◆ **TASK**
Output each record in full, exactly as it stands.

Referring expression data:
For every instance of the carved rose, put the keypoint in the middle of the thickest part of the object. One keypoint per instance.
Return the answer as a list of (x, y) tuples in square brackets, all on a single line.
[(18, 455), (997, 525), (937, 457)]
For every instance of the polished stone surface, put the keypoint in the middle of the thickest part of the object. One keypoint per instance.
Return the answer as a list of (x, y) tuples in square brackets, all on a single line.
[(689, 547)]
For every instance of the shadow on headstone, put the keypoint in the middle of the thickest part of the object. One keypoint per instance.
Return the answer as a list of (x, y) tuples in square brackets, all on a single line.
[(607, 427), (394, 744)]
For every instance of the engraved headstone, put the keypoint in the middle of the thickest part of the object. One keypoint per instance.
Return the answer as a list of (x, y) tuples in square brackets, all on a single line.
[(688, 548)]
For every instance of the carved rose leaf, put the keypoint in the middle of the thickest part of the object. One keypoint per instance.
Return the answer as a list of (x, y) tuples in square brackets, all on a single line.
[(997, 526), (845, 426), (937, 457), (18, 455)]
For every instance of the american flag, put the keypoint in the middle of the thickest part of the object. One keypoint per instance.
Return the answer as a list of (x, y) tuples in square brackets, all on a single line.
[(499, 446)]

◆ **RESPONSE TO THIS TASK**
For every instance of the carved rose, put the keypoint in the middle of the thickest part of the object. One keypoint per instance.
Return the answer as a list of (x, y) tuples in square brackets, all on a single line.
[(18, 455), (997, 525), (937, 457)]
For every instance of the polished stone surface, put the keypoint in the middle of the thickest part of the object. One keypoint per instance.
Return the answer as a list of (x, y) tuples in square brackets, all on a single line.
[(689, 547)]
For every instance of the shadow on headstone, put the keypoint in the middle of the thickest part of the object. One keypoint per instance.
Return the answer as a list of (x, y) tuples in square brackets, all on a single line.
[(607, 427), (394, 744)]
For every instance of the engraved headstone, put the keypoint in the middle of the thickest part of the object. One keypoint per instance.
Return the answer as a list of (x, y) tuples in square brackets, all on a single line.
[(688, 548)]
For every instance of the carved rose leaf, put the keypoint in the middle of the thickest part of the object. One keypoint per instance.
Return the answer as a list of (x, y) tuples in square brackets, all on a single line.
[(997, 526), (845, 426), (937, 457), (18, 455)]
For every instance of the american flag, put the keypoint in the middle of the thickest part of the object. One keypoint per instance.
Return the answer as a list of (x, y) tuples in square brackets, all on a single line.
[(499, 446)]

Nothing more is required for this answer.